:: What needs to be done ::
Scale every point coordinate in the answers by 2.15, rounding each result to the nearest whole number with halves going up. Reproduce all lines of the records below, requests included, changing only those coordinates.

:: Data rows ::
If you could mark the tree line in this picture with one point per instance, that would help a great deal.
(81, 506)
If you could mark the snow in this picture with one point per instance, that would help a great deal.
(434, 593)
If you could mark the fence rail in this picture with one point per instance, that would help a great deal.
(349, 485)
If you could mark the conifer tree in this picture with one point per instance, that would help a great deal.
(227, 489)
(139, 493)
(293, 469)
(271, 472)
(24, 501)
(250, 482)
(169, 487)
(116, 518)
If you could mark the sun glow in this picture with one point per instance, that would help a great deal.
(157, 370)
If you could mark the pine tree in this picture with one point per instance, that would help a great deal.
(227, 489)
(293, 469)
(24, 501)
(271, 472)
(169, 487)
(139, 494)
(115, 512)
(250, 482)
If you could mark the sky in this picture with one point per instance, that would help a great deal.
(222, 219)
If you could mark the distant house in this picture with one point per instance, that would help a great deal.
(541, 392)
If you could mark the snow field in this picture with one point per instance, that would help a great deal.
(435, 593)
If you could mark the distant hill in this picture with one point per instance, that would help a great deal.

:: Solution ::
If you could mark the tree line in this picture with one point per instance, that would help a great deal.
(174, 1088)
If you could mark the snow in this picture with one point per instance, that would help a great deal.
(933, 1275)
If you could mark the fence rail in this picture with one point per instance, that would help a great deal.
(750, 1043)
If you could mark the conifer tree in this picture with one point per instance, that would help a great deal.
(488, 1051)
(299, 1060)
(630, 1008)
(583, 1015)
(52, 1077)
(538, 1036)
(363, 1047)
(249, 1114)
If you could mark the sun glow in this picture with one point per instance, that would help a great deal.
(338, 796)
If you could mark the pine tree in this picture with one point per instance, that would help a great deal.
(488, 1051)
(630, 1008)
(52, 1077)
(583, 1015)
(363, 1047)
(299, 1062)
(247, 1101)
(538, 1036)
If you could mark the sky in this picture with one point per instance, that would help a great deal.
(477, 471)
If you could mark the distant house in this picture with one point per instance, that would help a great deal.
(1163, 843)
If you could mark the snow field in this picture with one point per instance, that would help a great deal.
(935, 1275)
If you could mark the distant hill in this picture with one point per instance, that would help a great deal.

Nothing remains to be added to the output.